# Data supplied:
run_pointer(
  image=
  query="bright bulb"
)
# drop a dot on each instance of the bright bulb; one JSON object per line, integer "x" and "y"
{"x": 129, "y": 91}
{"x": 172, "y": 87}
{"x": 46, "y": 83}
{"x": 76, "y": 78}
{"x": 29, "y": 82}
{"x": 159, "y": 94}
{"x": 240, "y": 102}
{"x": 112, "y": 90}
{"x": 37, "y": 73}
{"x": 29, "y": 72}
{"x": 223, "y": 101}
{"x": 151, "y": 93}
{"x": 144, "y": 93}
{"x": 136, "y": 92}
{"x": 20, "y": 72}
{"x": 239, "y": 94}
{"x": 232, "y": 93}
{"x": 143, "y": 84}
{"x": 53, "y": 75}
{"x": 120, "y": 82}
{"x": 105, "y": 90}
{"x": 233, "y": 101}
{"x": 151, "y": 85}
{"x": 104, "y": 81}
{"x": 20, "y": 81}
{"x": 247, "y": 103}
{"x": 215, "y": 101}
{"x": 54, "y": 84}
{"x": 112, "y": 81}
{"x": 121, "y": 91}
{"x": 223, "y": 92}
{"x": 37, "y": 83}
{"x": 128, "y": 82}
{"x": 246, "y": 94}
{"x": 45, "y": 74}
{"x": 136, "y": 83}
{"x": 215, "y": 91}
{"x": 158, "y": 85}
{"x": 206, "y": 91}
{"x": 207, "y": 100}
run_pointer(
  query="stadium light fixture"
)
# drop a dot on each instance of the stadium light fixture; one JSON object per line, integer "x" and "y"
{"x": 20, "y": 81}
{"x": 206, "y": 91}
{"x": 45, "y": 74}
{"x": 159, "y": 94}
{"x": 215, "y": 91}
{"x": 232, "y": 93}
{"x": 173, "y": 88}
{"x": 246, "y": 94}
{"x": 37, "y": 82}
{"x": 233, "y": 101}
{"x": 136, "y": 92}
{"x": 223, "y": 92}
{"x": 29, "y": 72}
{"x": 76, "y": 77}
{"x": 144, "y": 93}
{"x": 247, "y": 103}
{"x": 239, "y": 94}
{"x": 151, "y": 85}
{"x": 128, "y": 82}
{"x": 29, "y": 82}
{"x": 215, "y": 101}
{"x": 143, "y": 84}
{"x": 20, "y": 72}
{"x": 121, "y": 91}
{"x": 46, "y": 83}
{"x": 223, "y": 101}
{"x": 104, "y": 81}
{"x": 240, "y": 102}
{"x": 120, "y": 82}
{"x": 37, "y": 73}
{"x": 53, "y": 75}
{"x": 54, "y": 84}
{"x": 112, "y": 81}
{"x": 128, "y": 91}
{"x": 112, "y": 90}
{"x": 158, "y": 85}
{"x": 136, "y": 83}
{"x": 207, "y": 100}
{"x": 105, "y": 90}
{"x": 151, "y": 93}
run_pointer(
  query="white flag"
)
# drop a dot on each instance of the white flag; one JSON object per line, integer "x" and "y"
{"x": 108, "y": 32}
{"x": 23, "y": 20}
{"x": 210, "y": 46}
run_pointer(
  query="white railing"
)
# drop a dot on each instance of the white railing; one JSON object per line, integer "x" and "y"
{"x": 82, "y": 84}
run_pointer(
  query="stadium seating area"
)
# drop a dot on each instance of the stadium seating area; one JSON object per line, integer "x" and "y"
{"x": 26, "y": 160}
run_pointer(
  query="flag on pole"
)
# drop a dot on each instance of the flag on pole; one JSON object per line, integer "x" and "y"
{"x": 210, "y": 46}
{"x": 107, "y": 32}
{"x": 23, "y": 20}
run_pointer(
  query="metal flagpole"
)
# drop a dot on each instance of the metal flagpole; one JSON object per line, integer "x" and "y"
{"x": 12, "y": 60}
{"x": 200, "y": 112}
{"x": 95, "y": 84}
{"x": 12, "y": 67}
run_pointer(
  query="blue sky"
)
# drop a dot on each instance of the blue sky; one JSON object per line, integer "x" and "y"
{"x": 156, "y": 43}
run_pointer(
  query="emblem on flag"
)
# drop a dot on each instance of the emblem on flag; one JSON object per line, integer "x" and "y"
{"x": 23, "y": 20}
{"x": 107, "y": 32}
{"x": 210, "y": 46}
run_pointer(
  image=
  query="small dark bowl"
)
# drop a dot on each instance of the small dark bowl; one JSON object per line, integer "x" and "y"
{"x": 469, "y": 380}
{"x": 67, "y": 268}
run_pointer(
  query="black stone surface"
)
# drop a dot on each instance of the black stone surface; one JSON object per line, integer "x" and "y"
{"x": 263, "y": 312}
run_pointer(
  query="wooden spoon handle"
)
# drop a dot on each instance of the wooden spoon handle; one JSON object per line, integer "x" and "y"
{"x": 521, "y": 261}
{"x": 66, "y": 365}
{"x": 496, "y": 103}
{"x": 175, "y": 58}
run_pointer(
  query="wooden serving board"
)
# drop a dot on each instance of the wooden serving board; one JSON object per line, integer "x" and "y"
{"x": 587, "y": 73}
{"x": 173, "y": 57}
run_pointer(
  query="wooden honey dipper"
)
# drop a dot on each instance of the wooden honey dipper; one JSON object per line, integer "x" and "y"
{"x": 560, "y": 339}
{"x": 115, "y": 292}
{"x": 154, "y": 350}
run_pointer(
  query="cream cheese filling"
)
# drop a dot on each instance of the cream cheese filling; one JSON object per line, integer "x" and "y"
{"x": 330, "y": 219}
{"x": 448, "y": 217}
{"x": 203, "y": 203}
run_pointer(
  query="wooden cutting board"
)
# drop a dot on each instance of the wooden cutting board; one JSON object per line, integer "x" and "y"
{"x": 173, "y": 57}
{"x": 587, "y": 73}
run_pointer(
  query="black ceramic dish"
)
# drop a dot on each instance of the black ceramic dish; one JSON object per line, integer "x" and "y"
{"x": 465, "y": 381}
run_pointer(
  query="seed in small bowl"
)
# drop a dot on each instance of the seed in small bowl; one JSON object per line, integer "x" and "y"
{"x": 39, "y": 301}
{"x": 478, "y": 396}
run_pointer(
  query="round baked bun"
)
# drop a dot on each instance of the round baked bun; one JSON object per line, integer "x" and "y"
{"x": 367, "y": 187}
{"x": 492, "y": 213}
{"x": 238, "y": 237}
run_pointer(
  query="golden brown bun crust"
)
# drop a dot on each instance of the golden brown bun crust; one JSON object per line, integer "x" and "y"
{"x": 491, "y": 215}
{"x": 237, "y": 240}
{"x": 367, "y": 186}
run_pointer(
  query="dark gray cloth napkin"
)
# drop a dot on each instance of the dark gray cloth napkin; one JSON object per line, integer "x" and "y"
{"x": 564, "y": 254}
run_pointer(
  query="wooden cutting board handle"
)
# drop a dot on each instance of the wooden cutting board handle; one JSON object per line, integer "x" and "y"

# Task description:
Make an exact copy of the listing, including every line.

# Output for this task:
run_pointer(
  image=
  query="bright bulb"
)
# drop a dot on each instance of the bright bulb; one JSON object per line, integer "x" and "y"
{"x": 129, "y": 91}
{"x": 172, "y": 87}
{"x": 46, "y": 83}
{"x": 76, "y": 78}
{"x": 29, "y": 82}
{"x": 159, "y": 94}
{"x": 240, "y": 102}
{"x": 112, "y": 90}
{"x": 37, "y": 73}
{"x": 29, "y": 72}
{"x": 223, "y": 101}
{"x": 151, "y": 93}
{"x": 144, "y": 93}
{"x": 136, "y": 92}
{"x": 20, "y": 72}
{"x": 239, "y": 94}
{"x": 232, "y": 93}
{"x": 143, "y": 84}
{"x": 53, "y": 75}
{"x": 120, "y": 82}
{"x": 105, "y": 90}
{"x": 233, "y": 101}
{"x": 151, "y": 85}
{"x": 104, "y": 81}
{"x": 20, "y": 81}
{"x": 247, "y": 103}
{"x": 215, "y": 101}
{"x": 54, "y": 84}
{"x": 112, "y": 81}
{"x": 121, "y": 91}
{"x": 223, "y": 92}
{"x": 37, "y": 83}
{"x": 128, "y": 82}
{"x": 246, "y": 94}
{"x": 45, "y": 74}
{"x": 136, "y": 83}
{"x": 215, "y": 91}
{"x": 158, "y": 85}
{"x": 206, "y": 91}
{"x": 207, "y": 100}
run_pointer(
  query="stadium light fixture"
)
# drop a dot on each instance of the stadium light fixture; one JSON object per line, integer "x" and "y"
{"x": 20, "y": 81}
{"x": 206, "y": 91}
{"x": 45, "y": 74}
{"x": 159, "y": 94}
{"x": 215, "y": 91}
{"x": 232, "y": 93}
{"x": 173, "y": 88}
{"x": 246, "y": 94}
{"x": 37, "y": 82}
{"x": 233, "y": 101}
{"x": 136, "y": 92}
{"x": 223, "y": 92}
{"x": 29, "y": 72}
{"x": 76, "y": 77}
{"x": 144, "y": 93}
{"x": 247, "y": 103}
{"x": 239, "y": 94}
{"x": 151, "y": 85}
{"x": 128, "y": 82}
{"x": 29, "y": 82}
{"x": 215, "y": 101}
{"x": 143, "y": 84}
{"x": 20, "y": 72}
{"x": 121, "y": 91}
{"x": 46, "y": 83}
{"x": 223, "y": 101}
{"x": 104, "y": 81}
{"x": 240, "y": 102}
{"x": 120, "y": 82}
{"x": 37, "y": 73}
{"x": 53, "y": 75}
{"x": 54, "y": 84}
{"x": 112, "y": 81}
{"x": 128, "y": 91}
{"x": 112, "y": 90}
{"x": 158, "y": 85}
{"x": 136, "y": 83}
{"x": 207, "y": 100}
{"x": 105, "y": 90}
{"x": 151, "y": 93}
run_pointer(
  query="white flag"
)
# drop a dot on each instance of the white flag; one JSON object per line, integer "x" and "y"
{"x": 108, "y": 32}
{"x": 23, "y": 20}
{"x": 210, "y": 46}
run_pointer(
  query="white railing"
)
# drop a dot on each instance of the white railing; one JSON object per line, integer "x" and "y"
{"x": 82, "y": 84}
run_pointer(
  query="stadium seating area"
)
# drop a dot on each instance of the stadium seating area; one JSON object per line, integer "x" and "y"
{"x": 26, "y": 160}
run_pointer(
  query="flag on pole"
)
# drop a dot on each instance of the flag on pole; one JSON object per line, integer "x" and "y"
{"x": 210, "y": 46}
{"x": 107, "y": 32}
{"x": 23, "y": 20}
run_pointer(
  query="metal flagpole"
)
# drop a dot on each instance of the metal flagpole; one JSON object per line, integer "x" and "y"
{"x": 12, "y": 60}
{"x": 200, "y": 112}
{"x": 95, "y": 84}
{"x": 12, "y": 67}
run_pointer(
  query="blue sky"
)
# drop a dot on each instance of the blue sky; one JSON object per line, integer "x" and "y"
{"x": 156, "y": 43}
run_pointer(
  query="emblem on flag"
)
# drop a dot on each instance of the emblem on flag; one JSON object per line, integer "x" and "y"
{"x": 23, "y": 20}
{"x": 107, "y": 32}
{"x": 210, "y": 46}
run_pointer(
  image=
  query="small dark bowl"
)
# drop a dot on each instance of the small dark bowl; one JSON object per line, integer "x" and "y"
{"x": 469, "y": 380}
{"x": 67, "y": 268}
run_pointer(
  query="black stone surface"
)
# drop a dot on each instance of the black stone surface; one JSON object per line, integer "x" and "y"
{"x": 263, "y": 312}
run_pointer(
  query="wooden spoon handle"
)
# drop a dot on each instance of the wooden spoon handle; one JSON object per line, integer "x" and "y"
{"x": 521, "y": 261}
{"x": 66, "y": 365}
{"x": 496, "y": 103}
{"x": 175, "y": 58}
run_pointer(
  query="wooden serving board"
)
# drop a dot on each instance of the wooden serving board; one JSON object per line, integer "x" and "y"
{"x": 587, "y": 73}
{"x": 173, "y": 57}
run_pointer(
  query="wooden honey dipper"
)
# drop a dot on each instance of the wooden honey dipper; one JSON object per line, integer "x" and "y"
{"x": 560, "y": 339}
{"x": 115, "y": 292}
{"x": 154, "y": 350}
run_pointer(
  query="cream cheese filling"
)
# drop a dot on each instance of the cream cheese filling; one JSON object per line, integer "x" and "y"
{"x": 330, "y": 219}
{"x": 448, "y": 217}
{"x": 203, "y": 203}
run_pointer(
  query="wooden cutting board"
)
# drop a dot on each instance of the wooden cutting board; one JSON object per line, integer "x" and "y"
{"x": 173, "y": 57}
{"x": 587, "y": 73}
run_pointer(
  query="black ceramic dish"
)
# drop a dot on each instance of the black ceramic dish; one JSON object per line, integer "x" and "y"
{"x": 465, "y": 381}
run_pointer(
  query="seed in small bowl"
)
# drop a dot on each instance of the seed in small bowl; one JSON object per line, integer "x" and "y"
{"x": 39, "y": 301}
{"x": 478, "y": 396}
run_pointer(
  query="round baked bun"
)
# drop a dot on each instance of the round baked bun; one JSON object per line, integer "x" and "y"
{"x": 367, "y": 187}
{"x": 492, "y": 213}
{"x": 238, "y": 237}
run_pointer(
  query="golden brown bun crust"
)
# drop a dot on each instance of the golden brown bun crust; one JSON object per line, integer "x" and "y"
{"x": 491, "y": 215}
{"x": 237, "y": 240}
{"x": 367, "y": 186}
run_pointer(
  query="dark gray cloth napkin"
)
# drop a dot on each instance of the dark gray cloth napkin; one JSON object per line, integer "x" and "y"
{"x": 564, "y": 254}
run_pointer(
  query="wooden cutting board handle"
)
# drop a dot on each instance of the wooden cutting board handle; one JSON object per line, integer "x" and "y"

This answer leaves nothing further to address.